--- Start of Dataset content ---
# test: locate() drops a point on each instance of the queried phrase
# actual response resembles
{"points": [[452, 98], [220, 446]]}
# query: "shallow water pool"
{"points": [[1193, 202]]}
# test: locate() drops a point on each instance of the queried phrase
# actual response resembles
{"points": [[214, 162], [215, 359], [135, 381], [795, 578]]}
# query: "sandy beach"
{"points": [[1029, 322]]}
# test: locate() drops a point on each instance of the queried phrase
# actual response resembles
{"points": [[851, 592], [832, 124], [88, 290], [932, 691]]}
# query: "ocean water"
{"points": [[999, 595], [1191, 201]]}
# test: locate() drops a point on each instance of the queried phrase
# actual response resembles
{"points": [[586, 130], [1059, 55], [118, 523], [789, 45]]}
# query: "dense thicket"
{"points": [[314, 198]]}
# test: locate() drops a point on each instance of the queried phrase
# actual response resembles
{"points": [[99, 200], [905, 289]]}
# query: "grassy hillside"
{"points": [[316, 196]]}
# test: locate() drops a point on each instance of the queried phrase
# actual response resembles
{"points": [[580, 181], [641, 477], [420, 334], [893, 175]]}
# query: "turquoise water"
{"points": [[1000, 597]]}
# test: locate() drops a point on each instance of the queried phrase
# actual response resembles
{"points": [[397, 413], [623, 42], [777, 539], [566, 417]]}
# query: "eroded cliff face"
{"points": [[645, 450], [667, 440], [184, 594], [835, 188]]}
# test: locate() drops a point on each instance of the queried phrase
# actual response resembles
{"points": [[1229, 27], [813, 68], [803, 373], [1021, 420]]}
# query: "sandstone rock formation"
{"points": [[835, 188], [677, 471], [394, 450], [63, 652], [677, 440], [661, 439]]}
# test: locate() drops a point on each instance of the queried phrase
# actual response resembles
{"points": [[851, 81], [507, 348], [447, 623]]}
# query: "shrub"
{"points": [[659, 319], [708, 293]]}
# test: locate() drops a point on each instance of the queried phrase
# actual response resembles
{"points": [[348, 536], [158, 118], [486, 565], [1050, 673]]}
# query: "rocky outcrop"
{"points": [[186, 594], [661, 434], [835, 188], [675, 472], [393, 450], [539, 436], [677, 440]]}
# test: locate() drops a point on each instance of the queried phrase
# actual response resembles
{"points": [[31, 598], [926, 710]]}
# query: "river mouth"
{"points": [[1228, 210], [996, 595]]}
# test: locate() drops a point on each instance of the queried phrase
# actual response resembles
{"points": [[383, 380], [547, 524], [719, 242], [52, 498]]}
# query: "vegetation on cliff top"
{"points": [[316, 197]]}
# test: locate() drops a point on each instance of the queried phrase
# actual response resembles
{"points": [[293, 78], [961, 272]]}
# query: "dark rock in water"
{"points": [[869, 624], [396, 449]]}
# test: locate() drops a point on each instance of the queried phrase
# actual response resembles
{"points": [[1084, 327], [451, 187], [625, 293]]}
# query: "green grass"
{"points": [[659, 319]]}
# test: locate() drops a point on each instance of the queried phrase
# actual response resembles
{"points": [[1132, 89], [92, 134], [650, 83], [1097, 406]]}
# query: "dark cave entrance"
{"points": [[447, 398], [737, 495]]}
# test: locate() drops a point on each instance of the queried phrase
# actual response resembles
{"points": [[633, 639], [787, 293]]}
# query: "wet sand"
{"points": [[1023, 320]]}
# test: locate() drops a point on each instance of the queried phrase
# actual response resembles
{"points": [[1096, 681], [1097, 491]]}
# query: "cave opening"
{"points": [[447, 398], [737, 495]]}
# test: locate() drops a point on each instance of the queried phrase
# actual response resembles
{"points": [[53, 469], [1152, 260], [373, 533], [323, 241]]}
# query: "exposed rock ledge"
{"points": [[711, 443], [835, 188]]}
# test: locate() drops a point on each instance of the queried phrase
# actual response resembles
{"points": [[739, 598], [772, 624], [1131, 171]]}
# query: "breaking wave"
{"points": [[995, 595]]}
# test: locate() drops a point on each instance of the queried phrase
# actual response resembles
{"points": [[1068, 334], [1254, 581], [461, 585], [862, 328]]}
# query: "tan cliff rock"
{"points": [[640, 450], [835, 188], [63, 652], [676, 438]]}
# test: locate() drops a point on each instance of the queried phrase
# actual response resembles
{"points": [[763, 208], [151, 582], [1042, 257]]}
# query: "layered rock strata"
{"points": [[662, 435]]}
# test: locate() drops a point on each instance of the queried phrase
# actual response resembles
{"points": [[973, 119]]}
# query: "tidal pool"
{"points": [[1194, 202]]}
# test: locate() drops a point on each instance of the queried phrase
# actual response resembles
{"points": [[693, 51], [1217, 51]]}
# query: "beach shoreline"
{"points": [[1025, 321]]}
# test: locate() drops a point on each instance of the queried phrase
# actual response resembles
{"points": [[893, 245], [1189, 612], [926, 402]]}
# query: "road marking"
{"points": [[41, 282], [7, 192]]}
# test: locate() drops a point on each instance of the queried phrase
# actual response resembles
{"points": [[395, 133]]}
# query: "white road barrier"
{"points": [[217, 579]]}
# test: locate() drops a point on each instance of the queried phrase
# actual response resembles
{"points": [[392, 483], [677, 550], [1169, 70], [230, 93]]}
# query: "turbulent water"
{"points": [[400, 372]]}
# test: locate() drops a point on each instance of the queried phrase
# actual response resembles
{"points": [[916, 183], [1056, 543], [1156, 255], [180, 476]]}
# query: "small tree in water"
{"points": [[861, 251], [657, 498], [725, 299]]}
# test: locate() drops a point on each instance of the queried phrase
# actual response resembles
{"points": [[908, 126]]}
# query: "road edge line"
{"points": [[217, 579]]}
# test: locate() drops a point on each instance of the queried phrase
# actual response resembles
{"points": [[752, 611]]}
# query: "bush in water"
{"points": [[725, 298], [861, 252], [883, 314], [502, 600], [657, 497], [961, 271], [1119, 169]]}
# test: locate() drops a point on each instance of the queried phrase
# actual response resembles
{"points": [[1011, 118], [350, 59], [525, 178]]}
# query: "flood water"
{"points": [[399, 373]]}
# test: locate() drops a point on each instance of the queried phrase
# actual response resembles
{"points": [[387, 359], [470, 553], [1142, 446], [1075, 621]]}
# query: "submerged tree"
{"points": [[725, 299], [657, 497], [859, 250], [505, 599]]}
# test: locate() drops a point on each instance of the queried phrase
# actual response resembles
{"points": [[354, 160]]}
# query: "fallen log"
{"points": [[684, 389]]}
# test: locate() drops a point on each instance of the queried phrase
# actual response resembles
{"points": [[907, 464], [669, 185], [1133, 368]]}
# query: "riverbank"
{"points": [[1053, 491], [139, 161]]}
--- End of Dataset content ---
Each record above should be output again exactly.

# test: locate() drops a point on each instance of the queried phrase
# actual response resembles
{"points": [[452, 98], [220, 446]]}
# query: "shallow water pool"
{"points": [[1193, 202]]}
# test: locate() drops a point on each instance of the queried phrase
# actual response resembles
{"points": [[214, 162], [215, 359], [135, 381], [795, 578]]}
# query: "sandy beach"
{"points": [[1029, 322]]}
# test: locate() drops a point on each instance of the queried phrase
# actual response resembles
{"points": [[851, 592], [832, 124], [88, 290], [932, 691]]}
# query: "ocean water"
{"points": [[999, 595], [1191, 201]]}
# test: locate() drops a point on each instance of the queried phrase
# actual response resembles
{"points": [[586, 130], [1059, 55], [118, 523], [789, 45]]}
# query: "dense thicket"
{"points": [[314, 198]]}
# test: locate() drops a point on each instance of the queried phrase
# actual response resembles
{"points": [[99, 200], [905, 289]]}
# query: "grassy hillside"
{"points": [[316, 196]]}
# test: locate() drops a point on each instance of the queried phrase
# actual response resembles
{"points": [[580, 181], [641, 477], [420, 334], [893, 175]]}
# query: "turquoise water"
{"points": [[1000, 597]]}
# test: locate() drops a point on each instance of the queried phrase
# actual response resembles
{"points": [[397, 413], [623, 42], [777, 539], [566, 417]]}
# query: "eroded cliff face"
{"points": [[645, 450], [667, 440], [184, 594], [835, 188]]}
# test: locate() drops a point on each instance of the queried phrase
# actual response resembles
{"points": [[1229, 27], [813, 68], [803, 373], [1021, 420]]}
# query: "sandstone rock formation"
{"points": [[835, 188], [677, 471], [394, 450], [63, 652], [677, 440], [661, 439]]}
# test: locate() drops a point on each instance of the queried phrase
# actual response resembles
{"points": [[851, 81], [507, 348], [447, 623]]}
# query: "shrub"
{"points": [[659, 319], [708, 293]]}
# test: locate() drops a point on each instance of the queried phrase
# actual response resembles
{"points": [[348, 536], [158, 118], [486, 565], [1050, 673]]}
# query: "rocky outcrop"
{"points": [[186, 594], [661, 434], [835, 188], [675, 472], [393, 450], [539, 436], [677, 440]]}
# test: locate() drops a point on each instance of the queried phrase
# actual response resembles
{"points": [[31, 598], [926, 710]]}
# query: "river mouth"
{"points": [[1228, 210], [996, 595]]}
# test: locate() drops a point on each instance of the queried phrase
# actual response resembles
{"points": [[383, 380], [547, 524], [719, 242], [52, 498]]}
# query: "vegetation on cliff top"
{"points": [[316, 197]]}
# test: locate() drops a point on each instance of the queried phrase
# actual response resembles
{"points": [[293, 78], [961, 272]]}
# query: "dark rock in water"
{"points": [[869, 624], [396, 449]]}
# test: locate() drops a point on each instance of the queried phrase
# actual response resembles
{"points": [[1084, 327], [451, 187], [625, 293]]}
# query: "green grass"
{"points": [[659, 319]]}
# test: locate() drops a point on each instance of the queried phrase
# actual response resembles
{"points": [[1132, 89], [92, 134], [650, 83], [1097, 406]]}
# query: "dark cave entrance"
{"points": [[447, 398], [737, 495]]}
# test: locate() drops a point on each instance of the queried phrase
# actual response resembles
{"points": [[633, 639], [787, 293]]}
# query: "wet sand"
{"points": [[1023, 320]]}
# test: locate() drops a point on each instance of the queried phrase
# actual response resembles
{"points": [[1096, 681], [1097, 491]]}
# query: "cave opening"
{"points": [[447, 398], [737, 495]]}
# test: locate() drops a point on each instance of the queried phrase
# actual response resembles
{"points": [[53, 469], [1152, 260], [373, 533], [323, 241]]}
# query: "exposed rock ledge"
{"points": [[711, 443], [835, 188]]}
# test: locate() drops a point on each instance of the queried phrase
# actual response resembles
{"points": [[739, 598], [772, 624], [1131, 171]]}
# query: "breaking wave"
{"points": [[995, 595]]}
# test: locate() drops a point on each instance of the queried phrase
# actual response resembles
{"points": [[1068, 334], [1254, 581], [461, 585], [862, 328]]}
# query: "tan cliff rock"
{"points": [[640, 450], [835, 188], [63, 652], [676, 438]]}
# test: locate() drops a point on each instance of the queried phrase
# actual response resembles
{"points": [[763, 208], [151, 582], [1042, 257]]}
# query: "layered rock strata"
{"points": [[662, 435]]}
# test: locate() drops a point on each instance of the queried phrase
# actual response resembles
{"points": [[973, 119]]}
# query: "tidal pool"
{"points": [[1194, 202]]}
# test: locate() drops a point on each instance of the queried phrase
# actual response resembles
{"points": [[693, 51], [1217, 51]]}
# query: "beach shoreline"
{"points": [[1025, 321]]}
# test: locate() drops a point on each instance of the queried phrase
# actual response resembles
{"points": [[893, 245], [1189, 612], [926, 402]]}
# query: "road marking"
{"points": [[41, 282], [7, 192]]}
# test: locate() drops a point on each instance of the queried phrase
# actual response resembles
{"points": [[395, 133]]}
# query: "white road barrier"
{"points": [[217, 579]]}
# test: locate() drops a point on each instance of the queried phrase
# actual response resembles
{"points": [[392, 483], [677, 550], [1169, 70], [230, 93]]}
# query: "turbulent water"
{"points": [[400, 372]]}
# test: locate() drops a point on each instance of the queried phrase
# actual response resembles
{"points": [[916, 183], [1056, 543], [1156, 255], [180, 476]]}
# query: "small tree in water"
{"points": [[861, 251], [657, 498], [725, 299]]}
# test: locate() drops a point on each instance of the queried phrase
# actual response resembles
{"points": [[908, 126]]}
# query: "road edge line"
{"points": [[217, 579]]}
# test: locate() drops a point on each instance of the queried phrase
# actual response resembles
{"points": [[752, 611]]}
# query: "bush in water"
{"points": [[725, 298], [861, 252], [883, 314], [502, 600], [657, 497], [961, 271], [1119, 169]]}
# test: locate() drops a point on each instance of the queried phrase
# actual response resembles
{"points": [[1011, 118], [350, 59], [525, 178]]}
# query: "flood water"
{"points": [[399, 373]]}
# test: locate() drops a point on each instance of the queried phrase
# actual response resembles
{"points": [[387, 359], [470, 553], [1142, 446], [1075, 621]]}
# query: "submerged tree"
{"points": [[725, 299], [657, 497], [859, 250], [505, 599]]}
# test: locate() drops a point on each instance of the queried phrase
# actual response resembles
{"points": [[354, 160]]}
# query: "fallen log"
{"points": [[684, 389]]}
# test: locate() drops a point on each instance of the queried phrase
# actual response resembles
{"points": [[907, 464], [669, 185], [1133, 368]]}
# query: "riverbank"
{"points": [[1053, 491], [139, 161]]}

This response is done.